Teks bacaan:
_ _ _ _ _
Kisahku di Perantauan





Mudik merupakan momen yang membahagiakan. Begitu kata orang-orang yang tinggal di perantauan. Ya, seperti aku. Baru sadar, sudah lama sekali tinggal di pulau jawa. Aku meninggalkan kampung sejak tamat dari MtsN Bengkalis, sebuah pulau di Provinsi Riau yang terlihat indah di peta Indonesia.

Idul Fitri kemarin, aku tidak ingin melewatkan momen itu untuk menyambangi orangtua. Bagiku, kebahagiaan yang tidak bisa dibeli adalah ketika bisa bercengkrama dan melepas rindu bersama keluarga.
Dua tahun yang lalu aku resign dari UNAS Jakarta. Aku sengaja pindah studi jurusan Teknik Industri di STT Pomosda, kecamatan Tanjunganom, Kabupaten Nganjuk, Jawa Timur.

Terbayang dulu betapa berat meninggalkan kampung halaman. Jauh dari orang tua, sanak saudara, serta uang saku yang minim. Terpaksa harus kujalani, apalagi kalau bukan karena pendidikan.

Ayah ibuku adalah guru di daerahku. Aku baru tahu, ternyata mereka sudah mengabdi untuk negeri selama hampir 30 tahun. Bukan waktu yang singkat, hingga wajah mereka mulai menampakkan keriputnya.

Mereka ingin aku menjadi orang yang terdidik dan berguna bagi nusa dan bangsa. Bahkan rela membanting tulang untuk mencari biaya kuliahku yang cukup besar. Apalagi setiap tahun pasti membelikan aku tiket pesawat untuk mudik maupun balik.
Aku melamun, ingatanku kembali mengingat kisah 6 tahun yang lalu. Aku adalah anak desa Wonosari Barat yang tidak pernah mengenal kota. Aku lebih suka menghabiskan waktu sore bersama teman-teman, bersenda gurau, dan bersepeda ke waduk desa tetangga.
_ _ _ _ _
Data yang ditampilkan:
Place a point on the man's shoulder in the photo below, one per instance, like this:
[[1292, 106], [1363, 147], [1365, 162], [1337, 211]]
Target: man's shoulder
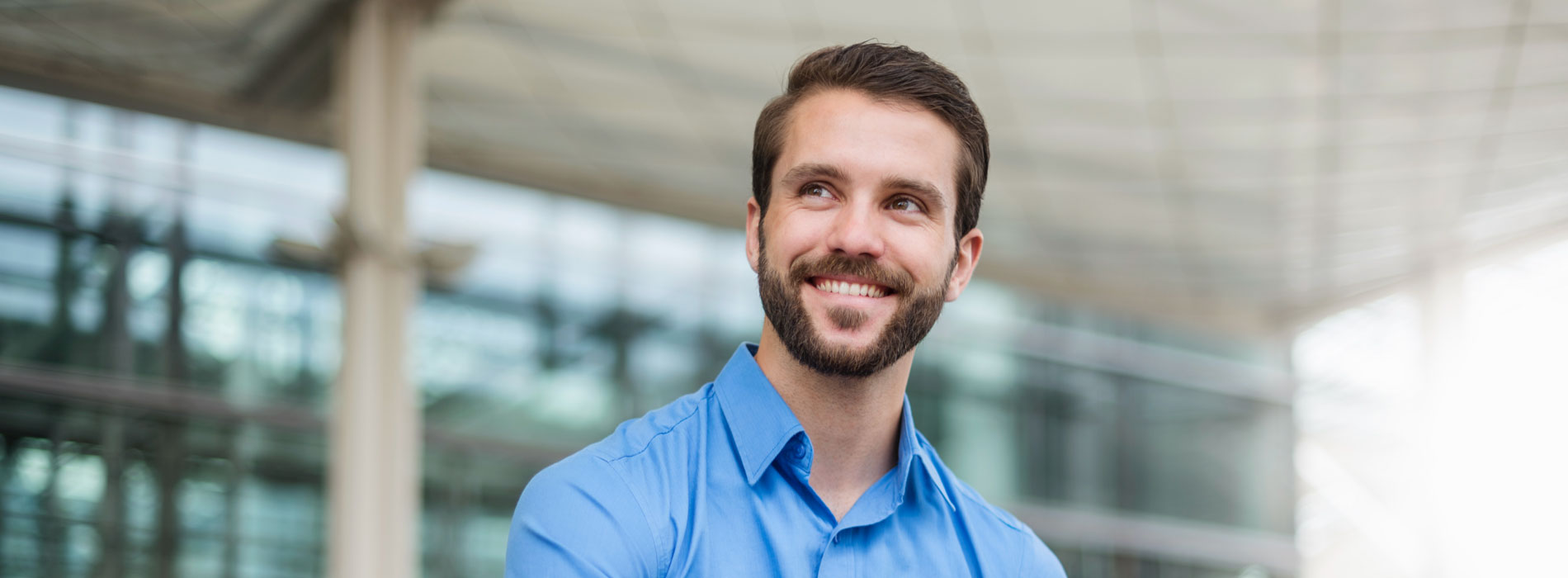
_ _ _ _ _
Daftar tugas:
a. Salin ulang bagian kisah tentang perantauan di atas tanpa mengubah satu kata pun. Mulailah dari kata-kata yang memuat "Kisahku di Perantauan", lalu berhenti setelah "Nganjuk, Jawa Timur.".
b. Tolong lanjutkan kisah tentang perantauan dan mudik itu, dimulai sesudah kalimat terakhirnya.

Jawaban berurutan:
a.
Kisahku di Perantauan





Mudik merupakan momen yang membahagiakan. Begitu kata orang-orang yang tinggal di perantauan. Ya, seperti aku. Baru sadar, sudah lama sekali tinggal di pulau jawa. Aku meninggalkan kampung sejak tamat dari MtsN Bengkalis, sebuah pulau di Provinsi Riau yang terlihat indah di peta Indonesia.

Idul Fitri kemarin, aku tidak ingin melewatkan momen itu untuk menyambangi orangtua. Bagiku, kebahagiaan yang tidak bisa dibeli adalah ketika bisa bercengkrama dan melepas rindu bersama keluarga.
Dua tahun yang lalu aku resign dari UNAS Jakarta. Aku sengaja pindah studi jurusan Teknik Industri di STT Pomosda, kecamatan Tanjunganom, Kabupaten Nganjuk, Jawa Timur.

b.
Tiba-tiba keputusan orang tuaku untuk menyekolahkanku ke Pesantren di Jawa Timur benar-benar mengejutkanku. Aku sudah punya rencana sendiri ingin melanjutkan sekolah SMA 1 Negeri Bengkalis, SMA favorit disana. Aku berusaha mempertahankan egoku, namun apa daya, keputusan tidak dapat digugat.

Di waduk telah menunggu Opi, Kiki, Ira, dan Desi. Merekalah sahabat terdekatku, sesama hobi main musik. Opi hanya diam, kami saling memandang. Dengan berat hati, aku pamit kepada mereka. Seolah saling merasa kehilangan, band yang selama ini kami bentuk dan tengah mempersiapkan rekaman lagu ciptaan, kini tinggal kenangan. Kami harus berpisah demi masa depan yang cerah.



“Aku nak pegi sekolah dulu e, kang kalo dah balek, kito kumpul samo-samo lagi.” Kataku dengan bahasa melayu yang artinya “aku mau menuntut ilmu dulu, nanti kalau aku sudah pulang, kita kumpul bareng lagi.” Tangis kami tak dapat dibendung, aku tidak ingin peristiwa dramatis ini membuatku terlihat cengeng. Ah, sialan, udah ah, aku mau siap-siap dulu. Besok penerbanganku pukul 7 pagi. Aku terbang dari bandara Sultan syarif Kasim II  Pekanbaru. “Doakan aku ya kawan, semoga selamat sampai tujuan.” Ucapku sambil bergegas dan mengayuh sepeda pulang ke rumah.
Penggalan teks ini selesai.